# drone , unmanned aerial vehicle



## Xamana

Hi there,

Can someone help me to translate the following sentence into French:

"Mr Obama [...]* used drones* to kill far more suspected terrorists in Pakistan"

How can I understand the word '*drone*' in this context? Can someone explain it?


----------



## Tidoudoux

avions sans pilote


----------



## Ros_Bif

Comment dit-on "drone" en français, c'est-à-dire un avion sans pilot, télécommandé à distance ? 

Contexte : l'Iran va poursuivre les Etats-Unis en justice auprès de la court internationale suite à l'interception d'un "spy drone".

Merci d'avance !


----------



## Lly4n4

Bonjour, "drone", "drone-espion", tout simplement


----------



## rolmich

"Drone" est utilisé en français aussi.


----------



## CarlosRapido

Drone me fait l'effet d'un calque et je suis habitué d'entendre avion téléguidé pour nommer ces appareils.


----------



## Chloe Irene Mathy

Ah, d'accord, pourtant en France c'est bien le terme que l'on emploie.


----------



## DaveTraveler

Non, les temps changent. En 2017, on utilise bien le mot "drone" en français, en particulier pour les drones bon marchés avec ou sans caméra que l'ont peut acheter partout. Il y a eu de nombreux incidents, à Paris notamment en 2015 de drones survolant l'espace parisien et les lieux touristiques de manière illégale. Dans son article de novembre 2015, le quotidien _Le Monde_ a publié un article: "Paris de nouveau survolé par une dizaine de drones". L'article est très court et ne comporte pas moins de 10 mentions du mot "drone", sans jamais utiliser aucun synonyme... La recherche "drone" sur Amazon produit des milliers de résultats. On parle bien de "quadcoptère" ou d'hélicoptère dans les titres en plus du mot "drone", mais uniquement pour qualifier le mode de propulsion de l'engin.


----------



## iuytr

On utilise maintenant drone en français pour tout ce qui est sans pilote, par exemple drone flottant ou drone roulant, drone tout court sous-entendant souvent drone volant (dont des avions mais aussi beaucoup d'autre type d'engins comme les drones-zeppelin).


----------



## Lly4n4

CarlosRapido said:


> Drone = bourdon; à part le bruit de l'appareil, je ne vois pas bien l'analogie qui aurait pu conduire à cette appellation, ni en anglais, ni en français.

• EXTRAIT DE DONNÉES:
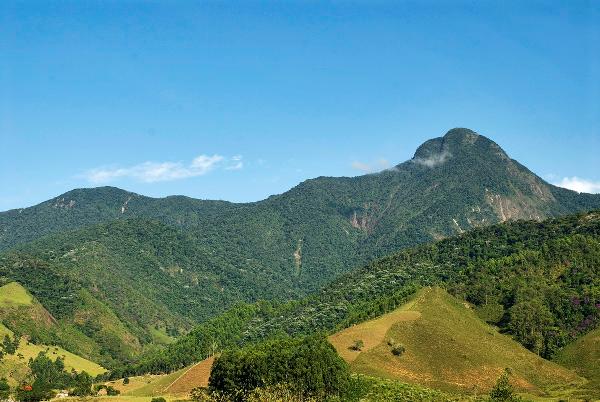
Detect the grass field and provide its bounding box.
[0,340,106,386]
[330,288,585,396]
[166,356,215,395]
[0,282,106,385]
[0,282,33,307]
[555,329,600,399]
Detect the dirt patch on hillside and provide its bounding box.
[329,309,421,363]
[165,356,215,395]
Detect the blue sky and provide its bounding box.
[0,0,600,210]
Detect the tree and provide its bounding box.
[0,378,10,401]
[209,335,350,401]
[348,339,365,351]
[71,371,94,396]
[490,368,521,402]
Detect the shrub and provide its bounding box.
[209,335,350,400]
[392,343,406,356]
[348,339,365,351]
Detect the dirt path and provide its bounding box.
[165,356,215,395]
[329,289,431,363]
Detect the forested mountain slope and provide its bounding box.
[0,129,600,291]
[129,212,600,372]
[0,129,600,365]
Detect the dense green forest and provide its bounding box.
[126,212,600,375]
[0,129,600,371]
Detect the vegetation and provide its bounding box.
[0,129,600,368]
[329,288,584,395]
[15,353,94,402]
[128,213,600,380]
[209,335,350,400]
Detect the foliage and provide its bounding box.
[0,129,600,370]
[209,335,350,400]
[16,353,93,401]
[128,212,600,374]
[490,369,521,402]
[349,339,365,351]
[0,378,11,401]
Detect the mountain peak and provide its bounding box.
[412,127,509,167]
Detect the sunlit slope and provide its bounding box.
[330,288,585,395]
[556,329,600,399]
[0,282,106,385]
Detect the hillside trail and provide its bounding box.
[164,356,215,395]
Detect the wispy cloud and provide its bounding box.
[351,159,391,173]
[80,154,244,184]
[225,155,244,170]
[553,176,600,193]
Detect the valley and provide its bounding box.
[0,129,600,402]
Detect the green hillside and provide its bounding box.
[0,282,106,386]
[128,213,600,380]
[330,288,585,395]
[0,129,600,370]
[555,329,600,399]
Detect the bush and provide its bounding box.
[209,335,350,401]
[490,369,521,402]
[388,338,406,356]
[392,344,406,356]
[348,339,365,351]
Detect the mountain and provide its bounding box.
[555,328,600,399]
[0,282,106,386]
[329,288,585,395]
[126,212,600,380]
[0,129,600,365]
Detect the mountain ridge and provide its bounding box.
[0,129,600,363]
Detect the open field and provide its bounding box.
[0,282,33,307]
[330,288,585,396]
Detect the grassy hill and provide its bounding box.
[0,129,600,370]
[330,288,585,395]
[126,212,600,387]
[555,329,600,399]
[0,282,106,386]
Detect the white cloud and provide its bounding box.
[553,176,600,193]
[81,154,237,184]
[351,159,390,173]
[225,155,244,170]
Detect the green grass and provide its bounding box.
[337,288,585,396]
[555,328,600,399]
[125,368,187,397]
[0,282,33,307]
[359,376,471,402]
[0,340,106,386]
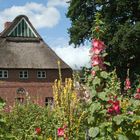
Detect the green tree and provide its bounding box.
[67,0,140,82]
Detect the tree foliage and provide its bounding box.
[67,0,140,82]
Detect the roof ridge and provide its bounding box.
[0,15,42,40]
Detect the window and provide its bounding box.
[37,71,46,78]
[0,70,8,78]
[19,70,28,79]
[45,97,53,106]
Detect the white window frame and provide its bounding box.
[0,70,8,79]
[19,70,29,79]
[37,70,46,79]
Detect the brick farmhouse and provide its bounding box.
[0,15,72,105]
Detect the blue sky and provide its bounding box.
[0,0,89,69]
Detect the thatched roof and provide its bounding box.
[0,15,70,69]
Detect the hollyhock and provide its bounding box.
[137,88,140,93]
[107,100,120,115]
[35,127,41,134]
[91,70,96,77]
[57,128,64,137]
[90,39,105,55]
[92,39,105,49]
[134,93,140,100]
[125,78,131,90]
[128,111,134,115]
[91,55,103,66]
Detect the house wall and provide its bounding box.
[0,69,72,105]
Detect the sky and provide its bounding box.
[0,0,90,69]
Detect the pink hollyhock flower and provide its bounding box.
[137,88,140,93]
[92,39,105,49]
[35,127,41,134]
[57,128,64,137]
[128,111,134,115]
[91,70,96,77]
[107,100,120,115]
[90,39,105,55]
[125,78,131,90]
[91,55,103,66]
[134,93,140,100]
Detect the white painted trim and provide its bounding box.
[37,70,46,79]
[19,70,29,79]
[8,17,37,37]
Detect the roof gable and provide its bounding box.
[1,15,41,39]
[8,17,37,37]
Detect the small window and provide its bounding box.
[37,71,46,78]
[19,70,28,79]
[45,97,53,106]
[0,70,8,78]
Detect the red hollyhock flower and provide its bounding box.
[137,88,140,93]
[125,78,131,90]
[91,70,96,77]
[57,128,64,137]
[92,39,105,49]
[35,127,41,134]
[134,93,140,100]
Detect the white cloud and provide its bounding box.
[51,38,90,69]
[47,0,69,7]
[0,2,60,30]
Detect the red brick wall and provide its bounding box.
[0,69,72,105]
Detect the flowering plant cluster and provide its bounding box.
[87,14,140,140]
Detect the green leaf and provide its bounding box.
[118,134,129,140]
[100,71,108,79]
[89,127,99,138]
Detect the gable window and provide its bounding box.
[0,70,8,78]
[8,18,37,38]
[19,70,28,79]
[37,71,46,78]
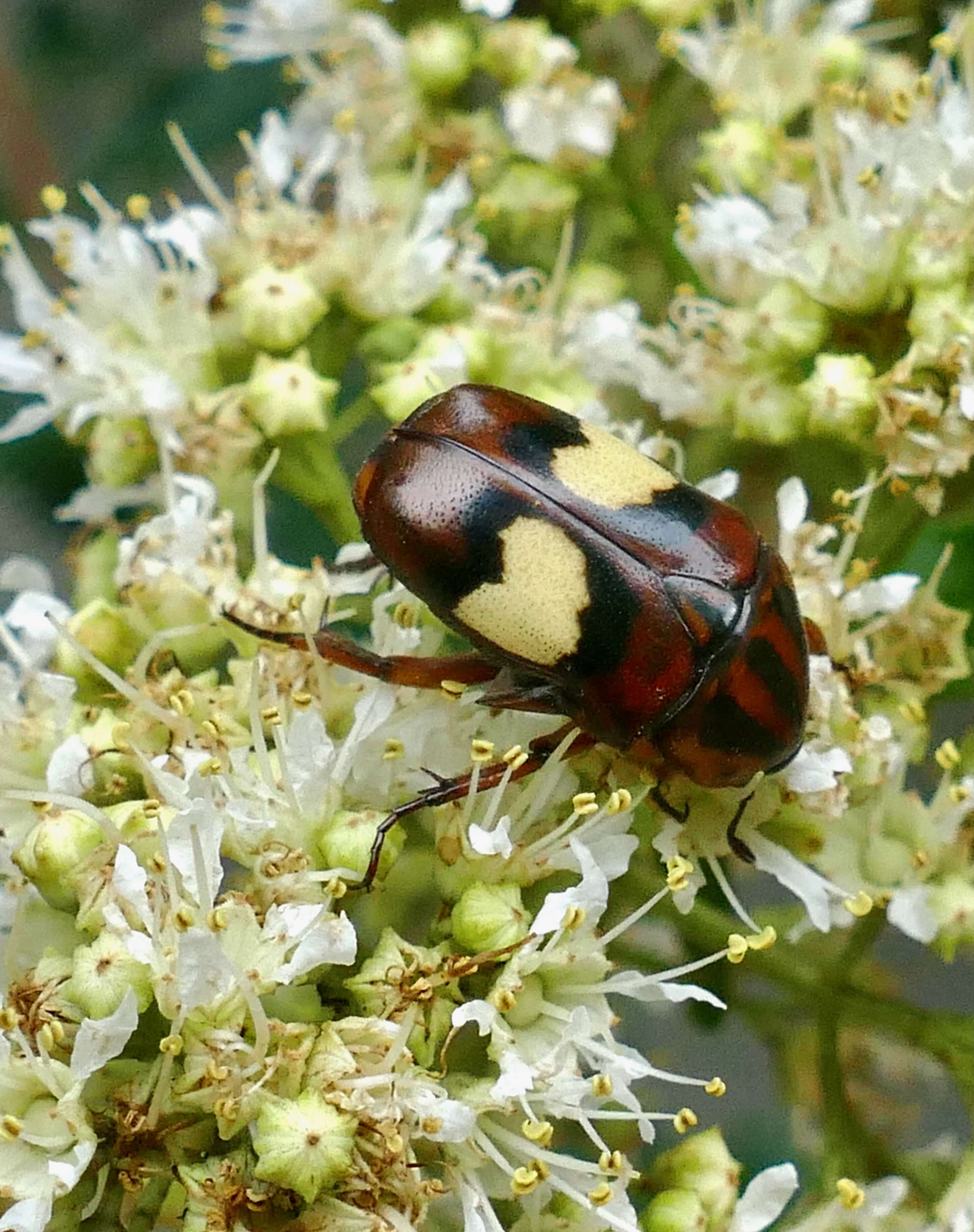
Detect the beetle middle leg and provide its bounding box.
[223,609,498,689]
[349,722,597,890]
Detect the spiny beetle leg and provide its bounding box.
[650,782,691,825]
[727,791,754,864]
[223,609,497,689]
[348,722,597,890]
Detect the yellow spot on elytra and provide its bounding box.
[551,424,679,509]
[455,520,587,667]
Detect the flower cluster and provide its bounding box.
[0,0,974,1232]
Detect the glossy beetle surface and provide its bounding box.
[354,384,809,787]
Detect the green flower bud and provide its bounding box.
[698,118,777,199]
[244,348,339,436]
[359,317,423,365]
[406,21,473,99]
[906,282,974,352]
[565,261,626,312]
[54,599,144,700]
[126,570,227,675]
[227,265,328,351]
[647,1126,741,1230]
[251,1090,357,1202]
[733,376,807,445]
[639,1189,706,1232]
[751,282,828,359]
[859,834,913,886]
[450,882,528,954]
[369,359,454,424]
[799,352,875,445]
[72,531,118,611]
[816,34,866,81]
[88,415,156,488]
[480,17,551,87]
[477,163,578,267]
[902,227,973,288]
[61,933,152,1018]
[316,808,406,877]
[14,808,105,912]
[927,876,974,962]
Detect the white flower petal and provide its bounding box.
[886,886,937,945]
[72,988,138,1082]
[730,1163,798,1232]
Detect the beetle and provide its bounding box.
[230,384,809,886]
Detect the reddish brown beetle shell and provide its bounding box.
[354,386,809,787]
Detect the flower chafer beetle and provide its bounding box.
[227,384,809,884]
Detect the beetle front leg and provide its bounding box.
[223,609,498,689]
[348,722,597,890]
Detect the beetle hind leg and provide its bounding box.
[223,609,498,689]
[348,723,597,890]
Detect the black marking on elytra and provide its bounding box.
[502,410,588,476]
[745,637,803,728]
[700,694,782,761]
[565,543,642,679]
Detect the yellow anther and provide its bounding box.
[899,697,927,723]
[491,988,518,1014]
[470,740,493,766]
[605,787,632,817]
[332,107,355,137]
[41,184,68,214]
[933,739,960,770]
[125,192,152,223]
[20,329,48,351]
[930,30,957,55]
[520,1121,555,1148]
[510,1168,541,1198]
[392,604,419,628]
[666,855,693,893]
[836,1177,866,1211]
[747,924,778,950]
[842,890,873,919]
[673,1108,697,1133]
[592,1074,613,1099]
[889,89,914,124]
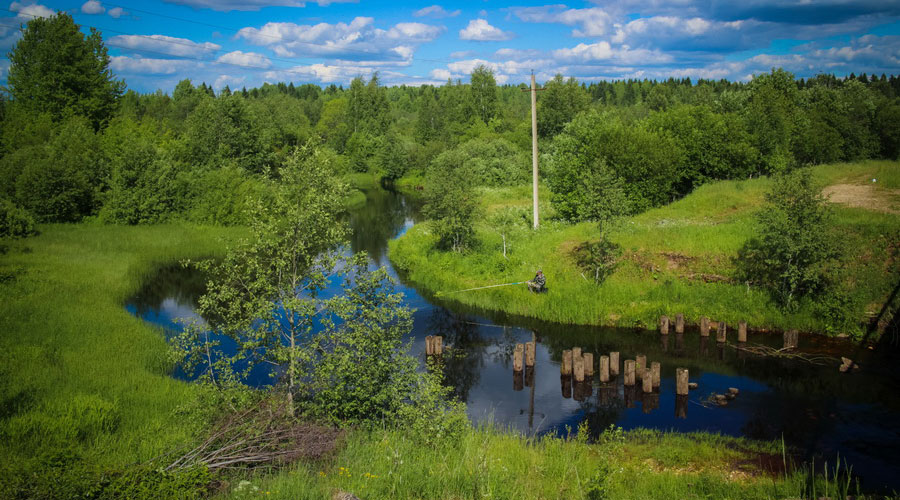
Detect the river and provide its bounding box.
[125,185,900,491]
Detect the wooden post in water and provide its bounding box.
[784,330,800,349]
[625,359,634,387]
[572,352,584,383]
[432,335,444,356]
[634,354,647,380]
[675,368,688,396]
[600,356,609,384]
[700,316,709,337]
[513,344,525,372]
[641,368,653,394]
[559,349,572,377]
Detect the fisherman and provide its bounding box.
[526,269,547,293]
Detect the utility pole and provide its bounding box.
[522,71,544,229]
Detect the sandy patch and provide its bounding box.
[822,184,900,214]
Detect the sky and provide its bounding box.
[0,0,900,93]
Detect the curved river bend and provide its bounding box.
[126,189,900,491]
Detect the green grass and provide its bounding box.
[222,427,872,499]
[390,162,900,333]
[0,224,241,495]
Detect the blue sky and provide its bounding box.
[0,0,900,92]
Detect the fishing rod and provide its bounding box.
[445,281,528,293]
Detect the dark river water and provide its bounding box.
[125,185,900,491]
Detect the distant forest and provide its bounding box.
[0,14,900,231]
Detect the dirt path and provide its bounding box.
[822,184,900,214]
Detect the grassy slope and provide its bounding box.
[390,162,900,331]
[0,225,238,468]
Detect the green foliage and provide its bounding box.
[422,149,478,252]
[0,198,34,238]
[572,234,622,285]
[16,117,105,222]
[7,12,124,128]
[738,169,838,310]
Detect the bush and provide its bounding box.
[0,199,34,238]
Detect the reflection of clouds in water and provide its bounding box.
[159,297,208,328]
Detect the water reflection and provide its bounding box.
[126,186,900,488]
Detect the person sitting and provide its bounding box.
[527,269,547,293]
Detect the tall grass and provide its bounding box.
[390,162,900,331]
[0,224,240,488]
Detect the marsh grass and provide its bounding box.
[0,224,241,491]
[390,162,900,333]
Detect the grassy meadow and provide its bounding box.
[390,161,900,334]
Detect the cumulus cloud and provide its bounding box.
[459,19,515,42]
[163,0,358,12]
[9,2,56,21]
[511,5,615,37]
[216,50,272,69]
[109,56,202,75]
[108,35,222,57]
[237,17,444,63]
[413,5,462,19]
[81,0,106,14]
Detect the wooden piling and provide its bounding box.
[641,368,653,394]
[600,356,609,384]
[513,344,525,372]
[609,351,619,377]
[625,359,634,387]
[634,354,647,380]
[700,316,709,337]
[431,335,444,356]
[784,330,800,349]
[559,349,572,376]
[572,352,584,383]
[675,368,688,396]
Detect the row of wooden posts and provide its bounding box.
[659,313,800,349]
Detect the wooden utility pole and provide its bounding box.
[522,71,544,229]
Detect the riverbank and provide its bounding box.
[390,161,900,335]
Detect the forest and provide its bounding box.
[0,13,900,499]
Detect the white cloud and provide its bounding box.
[81,0,106,14]
[9,2,56,21]
[109,56,202,75]
[459,19,515,42]
[108,35,222,57]
[163,0,358,12]
[512,5,614,37]
[237,17,444,64]
[413,5,462,19]
[216,50,272,69]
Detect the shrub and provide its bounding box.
[0,199,34,238]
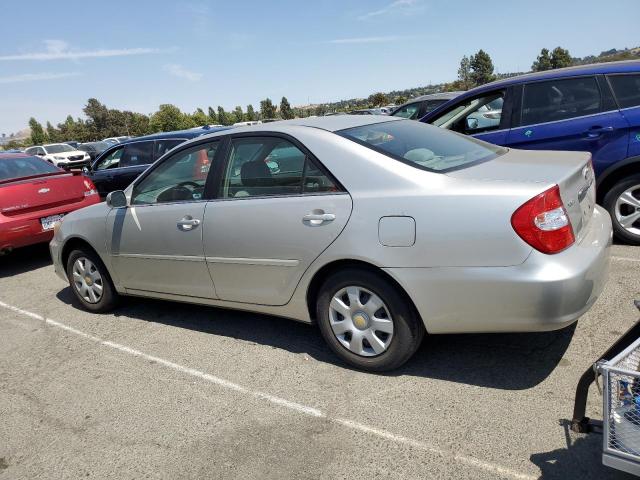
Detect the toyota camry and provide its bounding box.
[50,115,611,371]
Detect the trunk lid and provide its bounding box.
[447,149,596,241]
[0,173,86,216]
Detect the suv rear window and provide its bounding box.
[337,120,507,172]
[609,75,640,108]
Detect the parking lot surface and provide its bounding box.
[0,245,640,479]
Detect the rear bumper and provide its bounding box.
[385,207,612,333]
[0,195,100,252]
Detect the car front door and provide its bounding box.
[107,141,219,298]
[428,88,513,145]
[204,135,351,305]
[507,76,629,174]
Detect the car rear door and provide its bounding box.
[507,75,629,174]
[607,73,640,157]
[203,133,351,305]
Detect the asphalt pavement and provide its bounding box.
[0,245,640,480]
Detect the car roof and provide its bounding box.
[476,60,640,92]
[119,127,231,147]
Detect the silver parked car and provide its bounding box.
[51,115,611,371]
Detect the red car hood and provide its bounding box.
[0,173,90,216]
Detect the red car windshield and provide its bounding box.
[0,157,61,182]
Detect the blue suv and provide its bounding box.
[420,61,640,245]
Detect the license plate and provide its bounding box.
[40,215,64,230]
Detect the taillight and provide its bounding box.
[83,178,98,197]
[511,185,575,254]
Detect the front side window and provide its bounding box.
[393,102,420,120]
[338,120,507,172]
[431,91,504,135]
[95,147,124,170]
[120,142,153,167]
[609,75,640,108]
[521,77,602,125]
[222,137,337,198]
[131,141,219,205]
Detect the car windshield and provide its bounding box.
[338,120,507,172]
[44,143,73,153]
[0,157,60,182]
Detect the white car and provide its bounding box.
[24,143,91,168]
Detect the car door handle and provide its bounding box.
[585,126,613,138]
[178,215,200,232]
[302,213,336,227]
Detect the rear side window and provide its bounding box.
[0,157,60,181]
[338,120,507,172]
[521,77,602,125]
[120,142,153,167]
[608,75,640,108]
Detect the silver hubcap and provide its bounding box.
[616,185,640,235]
[73,257,102,303]
[329,286,393,357]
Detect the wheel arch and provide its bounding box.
[596,156,640,205]
[306,259,426,327]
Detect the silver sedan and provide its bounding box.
[51,115,611,371]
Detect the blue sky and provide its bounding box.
[0,0,640,134]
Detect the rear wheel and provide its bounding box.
[603,175,640,245]
[67,249,119,312]
[316,269,425,372]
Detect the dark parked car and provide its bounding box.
[85,127,228,197]
[421,60,640,245]
[77,142,111,162]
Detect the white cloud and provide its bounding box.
[358,0,424,20]
[0,40,173,62]
[163,63,202,82]
[0,72,81,83]
[322,35,413,45]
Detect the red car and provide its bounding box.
[0,153,100,255]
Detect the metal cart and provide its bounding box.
[571,300,640,476]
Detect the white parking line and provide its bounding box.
[611,255,640,263]
[0,301,538,480]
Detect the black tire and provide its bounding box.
[66,248,120,313]
[316,268,425,372]
[603,174,640,245]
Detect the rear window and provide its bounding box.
[338,120,507,172]
[0,157,60,181]
[609,75,640,108]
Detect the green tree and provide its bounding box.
[245,104,258,122]
[260,98,276,120]
[209,107,218,125]
[469,49,496,87]
[29,117,47,145]
[218,105,233,125]
[458,55,473,90]
[531,48,553,72]
[233,105,244,123]
[368,92,389,107]
[191,108,209,127]
[149,103,190,132]
[280,97,294,120]
[551,47,573,68]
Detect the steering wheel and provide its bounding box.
[173,180,200,189]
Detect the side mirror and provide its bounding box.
[107,190,127,208]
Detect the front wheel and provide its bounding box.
[316,269,425,372]
[67,249,119,312]
[603,174,640,245]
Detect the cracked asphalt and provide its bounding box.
[0,245,640,480]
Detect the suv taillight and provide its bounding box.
[511,185,575,254]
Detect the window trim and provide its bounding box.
[211,130,348,201]
[511,74,604,128]
[604,72,640,110]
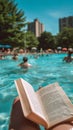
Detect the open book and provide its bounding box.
[15,78,73,128]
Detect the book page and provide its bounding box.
[37,83,73,126]
[15,79,46,122]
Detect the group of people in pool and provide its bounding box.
[63,49,73,63]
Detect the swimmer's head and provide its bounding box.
[23,57,28,62]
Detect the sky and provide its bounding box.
[15,0,73,35]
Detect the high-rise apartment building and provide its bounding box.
[59,16,73,32]
[27,19,44,37]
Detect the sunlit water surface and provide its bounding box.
[0,54,73,130]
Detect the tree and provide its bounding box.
[38,31,55,50]
[57,28,73,48]
[0,0,26,46]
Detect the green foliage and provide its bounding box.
[0,0,26,47]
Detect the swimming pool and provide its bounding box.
[0,54,73,130]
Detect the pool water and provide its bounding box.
[0,54,73,130]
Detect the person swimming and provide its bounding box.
[63,50,73,62]
[19,57,32,68]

• EXERCICE ÉCRIT:
Extrayez mot pour mot, s'il vous plaît, la partie du fil de discussion sur le mot « drone » commençant à « avions sans pilote » et se terminant à « Merci d'avance ! ». Les enregistrements n'ont aucun lien avec le fil de discussion.

• RÉSULTAT DE L'EXERCICE:
avions sans pilote


----------



## Ros_Bif

Comment dit-on "drone" en français, c'est-à-dire un avion sans pilot, télécommandé à distance ? 

Contexte : l'Iran va poursuivre les Etats-Unis en justice auprès de la court internationale suite à l'interception d'un "spy drone".

Merci d'avance !